• [EXERCISE] Write every entry out again with no changes, and leave the images behind.

• [TASK INPUTS]
━━━━

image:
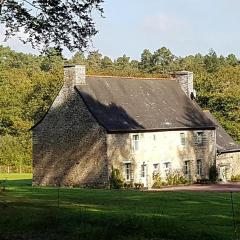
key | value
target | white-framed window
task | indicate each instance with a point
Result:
(143, 170)
(127, 170)
(167, 166)
(183, 139)
(135, 142)
(199, 167)
(155, 168)
(199, 138)
(186, 167)
(154, 137)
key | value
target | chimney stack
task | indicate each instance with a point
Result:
(185, 79)
(74, 75)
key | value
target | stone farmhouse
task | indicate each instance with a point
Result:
(139, 126)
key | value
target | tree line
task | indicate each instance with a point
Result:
(28, 84)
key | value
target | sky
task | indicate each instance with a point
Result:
(184, 26)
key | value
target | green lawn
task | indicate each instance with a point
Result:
(32, 213)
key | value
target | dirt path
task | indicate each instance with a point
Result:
(227, 187)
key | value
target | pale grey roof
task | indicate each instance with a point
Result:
(225, 142)
(122, 104)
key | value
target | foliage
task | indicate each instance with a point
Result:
(115, 180)
(235, 178)
(213, 174)
(176, 177)
(46, 23)
(113, 215)
(29, 83)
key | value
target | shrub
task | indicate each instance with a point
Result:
(175, 178)
(115, 179)
(138, 185)
(157, 181)
(213, 174)
(128, 185)
(235, 178)
(2, 186)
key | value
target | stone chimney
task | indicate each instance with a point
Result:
(185, 79)
(74, 75)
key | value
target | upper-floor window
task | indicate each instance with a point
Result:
(135, 142)
(199, 138)
(183, 139)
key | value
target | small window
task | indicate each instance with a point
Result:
(199, 138)
(183, 139)
(135, 140)
(154, 137)
(128, 171)
(143, 168)
(155, 168)
(199, 167)
(167, 166)
(187, 168)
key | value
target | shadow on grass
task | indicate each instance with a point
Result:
(16, 183)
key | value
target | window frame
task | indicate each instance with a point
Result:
(187, 167)
(198, 138)
(183, 139)
(127, 171)
(199, 167)
(135, 142)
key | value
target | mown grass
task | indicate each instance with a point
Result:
(32, 213)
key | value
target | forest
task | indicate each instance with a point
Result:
(28, 84)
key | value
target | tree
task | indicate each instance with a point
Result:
(211, 62)
(146, 63)
(162, 59)
(51, 22)
(94, 61)
(106, 63)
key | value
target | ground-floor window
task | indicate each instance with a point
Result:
(143, 170)
(127, 171)
(167, 166)
(199, 167)
(155, 168)
(187, 168)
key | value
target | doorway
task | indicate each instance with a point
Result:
(144, 174)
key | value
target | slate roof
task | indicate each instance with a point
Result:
(128, 105)
(225, 143)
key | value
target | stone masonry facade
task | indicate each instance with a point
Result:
(69, 146)
(159, 152)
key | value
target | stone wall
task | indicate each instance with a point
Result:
(69, 147)
(161, 148)
(185, 80)
(230, 162)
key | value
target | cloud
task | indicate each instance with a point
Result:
(165, 24)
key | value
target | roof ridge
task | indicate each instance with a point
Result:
(143, 78)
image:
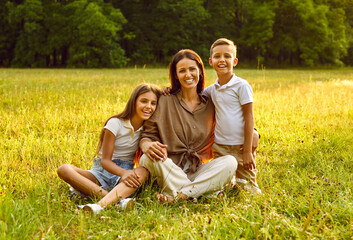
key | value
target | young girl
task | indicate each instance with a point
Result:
(113, 168)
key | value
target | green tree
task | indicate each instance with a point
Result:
(94, 34)
(28, 17)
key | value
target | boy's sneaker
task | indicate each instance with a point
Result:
(127, 203)
(93, 208)
(246, 186)
(74, 193)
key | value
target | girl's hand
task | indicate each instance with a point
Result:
(131, 179)
(155, 151)
(166, 91)
(248, 161)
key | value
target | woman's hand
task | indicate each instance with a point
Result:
(155, 151)
(131, 179)
(255, 141)
(248, 161)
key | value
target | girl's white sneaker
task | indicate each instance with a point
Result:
(127, 203)
(94, 208)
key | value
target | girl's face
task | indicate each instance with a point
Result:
(188, 73)
(146, 104)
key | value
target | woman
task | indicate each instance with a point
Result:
(177, 139)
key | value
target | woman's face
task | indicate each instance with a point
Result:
(188, 73)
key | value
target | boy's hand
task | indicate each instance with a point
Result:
(131, 179)
(248, 161)
(155, 151)
(166, 91)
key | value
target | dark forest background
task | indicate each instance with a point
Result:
(118, 33)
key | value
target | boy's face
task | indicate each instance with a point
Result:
(223, 59)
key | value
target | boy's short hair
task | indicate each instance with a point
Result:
(223, 41)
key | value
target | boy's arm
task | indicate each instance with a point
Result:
(248, 160)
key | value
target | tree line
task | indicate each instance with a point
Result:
(117, 33)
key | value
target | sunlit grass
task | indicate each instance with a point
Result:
(51, 117)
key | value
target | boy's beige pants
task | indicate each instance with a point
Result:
(234, 150)
(208, 178)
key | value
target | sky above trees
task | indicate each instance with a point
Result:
(118, 33)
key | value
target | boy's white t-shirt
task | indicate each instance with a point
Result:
(228, 100)
(126, 139)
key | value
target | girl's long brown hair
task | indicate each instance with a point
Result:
(130, 107)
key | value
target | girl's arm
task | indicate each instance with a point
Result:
(248, 160)
(127, 176)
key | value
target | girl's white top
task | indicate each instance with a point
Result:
(126, 139)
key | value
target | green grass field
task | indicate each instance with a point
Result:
(51, 117)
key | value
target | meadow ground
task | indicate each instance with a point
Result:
(51, 117)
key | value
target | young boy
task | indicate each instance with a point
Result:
(232, 97)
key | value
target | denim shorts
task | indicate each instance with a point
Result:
(106, 179)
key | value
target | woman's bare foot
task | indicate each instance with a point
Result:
(166, 199)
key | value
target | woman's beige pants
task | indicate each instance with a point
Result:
(208, 178)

━━━━

• [RESPONSE TO THE EXERCISE]
image:
key | value
target | white-framed window
task | indicate each instance with a point
Result:
(143, 170)
(127, 170)
(167, 166)
(183, 139)
(135, 142)
(199, 167)
(155, 168)
(199, 138)
(186, 167)
(154, 137)
key | value
target | chimney stack
task | indicate each instance with a point
Result:
(185, 79)
(74, 75)
key | value
target | stone farmhouse
task | indicate each instance with a point
Result:
(139, 126)
key | value
target | tree line
task | indicate each instance with a point
Result:
(28, 84)
key | value
target | sky
task | indicate each instance with a point
Result:
(184, 26)
key | value
target | green lawn
task | indicate each instance with a point
Result:
(32, 213)
key | value
target | dirt path
task | indicate each instance with a point
Result:
(227, 187)
key | value
target | pale grey roof
task | indicate each instance with a point
Result:
(225, 142)
(122, 104)
key | value
target | foliage
task | indicate each instance with a point
Result:
(115, 180)
(235, 178)
(213, 174)
(176, 177)
(46, 23)
(113, 215)
(29, 83)
key | value
target | shrub
task | indicate each instance with a point
Result:
(175, 178)
(115, 179)
(138, 185)
(157, 181)
(213, 174)
(128, 185)
(235, 178)
(2, 186)
key | value
target | stone chimney
task | indicate each instance with a point
Result:
(185, 79)
(74, 75)
key | value
target | upper-floor window
task | indicate each instance with a point
Result:
(135, 142)
(199, 138)
(183, 139)
key | value
target | small window
task | indicate each instance with a point
Result:
(199, 138)
(183, 139)
(135, 140)
(154, 137)
(128, 171)
(143, 168)
(155, 168)
(199, 167)
(167, 166)
(187, 168)
key | value
target | shadow on grass
task | indicate each instance with a point
Result:
(16, 183)
key | value
target | window frame
task | indicate each instance with a point
Result:
(187, 167)
(198, 138)
(183, 139)
(127, 171)
(199, 167)
(135, 142)
key | value
target | mown grass
task | indicate each instance with a point
Result:
(32, 213)
key | value
target | forest
task | indicate each instance with a point
Result:
(28, 84)
key | value
target | tree
task | indicate each instance with a point
Result:
(211, 62)
(146, 63)
(162, 59)
(51, 22)
(94, 61)
(106, 63)
key | value
target | ground-floor window
task | indicate each instance with a point
Result:
(143, 170)
(127, 171)
(167, 166)
(199, 167)
(155, 168)
(187, 168)
key | value
target | doorway
task | indicate each instance with a point
Result:
(144, 174)
key | value
target | slate roof
task | indicate each instance with a point
Result:
(128, 105)
(225, 143)
key | value
target | stone masonry facade
task | indicate each instance with a point
Result:
(69, 146)
(159, 152)
key | value
target | stone wall
task | indicate each instance with a point
Result:
(69, 147)
(161, 148)
(185, 80)
(230, 162)
key | value
target | cloud
task | indicate each instance with a point
Result:
(165, 24)
key | value
target | roof ridge
task | indicate each instance with a point
Result:
(143, 78)
image:
key | value
target | young girl
task | indicate each instance with a point
Result:
(113, 168)
key | value
target | green tree
task | indicate each instance with a point
Result:
(94, 34)
(28, 17)
key | value
target | boy's sneaker
task | indicate each instance with a point
Result:
(127, 203)
(93, 208)
(246, 186)
(74, 193)
key | value
target | girl's hand
task | indicate each instance with a point
Result:
(131, 179)
(155, 151)
(166, 91)
(248, 161)
key | value
target | woman's hand
task | indicate each instance with a point
Result:
(155, 151)
(131, 179)
(255, 141)
(248, 161)
key | value
target | girl's white sneaker
task | indicate each instance with a point
Result:
(127, 203)
(94, 208)
key | value
target | girl's face
task | indicate each instance with a point
Result:
(188, 73)
(146, 104)
key | value
target | woman
task | indicate each instance with a point
Result:
(177, 139)
key | value
target | woman's face
task | indicate each instance with a point
Result:
(188, 73)
key | value
target | boy's hand
task | indicate each instance with a point
Result:
(131, 179)
(248, 161)
(155, 151)
(166, 91)
key | value
target | dark forest background
task | indicate each instance with a point
Result:
(118, 33)
key | value
target | boy's face
task | indicate each instance with a point
Result:
(223, 59)
key | value
target | boy's short hair
task | indicate each instance with a point
Result:
(223, 41)
key | value
target | boy's arm
task | indicate each instance with a point
Result:
(248, 160)
key | value
target | tree line
task | indicate each instance with a point
Result:
(117, 33)
key | value
target | sunlit grass
task | indicate each instance with a point
Result:
(51, 117)
key | value
target | boy's beige pants
task | indicate each instance with a point
Result:
(234, 150)
(208, 178)
key | value
target | sky above trees
task | indicate each instance with a point
Result:
(118, 33)
key | value
target | boy's white t-shirt
task | indicate each instance with a point
Result:
(228, 100)
(126, 139)
key | value
target | girl's long brown hair
task | indicate each instance with a point
Result:
(130, 107)
key | value
target | girl's arm
task | indicate each instance with a point
Result:
(248, 160)
(127, 176)
key | value
target | girl's white top
task | indicate each instance with a point
Result:
(126, 139)
key | value
target | green grass field
task | indicate each instance with a point
Result:
(51, 117)
key | value
target | meadow ground
task | indicate each instance with a point
Result:
(51, 117)
key | value
target | young boy
task | indicate each instance with a point
Result:
(232, 97)
key | value
target | denim shorts
task | indicate each instance with a point
Result:
(106, 179)
key | value
target | woman's bare foot
task | indicate each instance with a point
Result:
(166, 199)
key | value
target | woman's beige pants
task | indicate each instance with a point
Result:
(208, 178)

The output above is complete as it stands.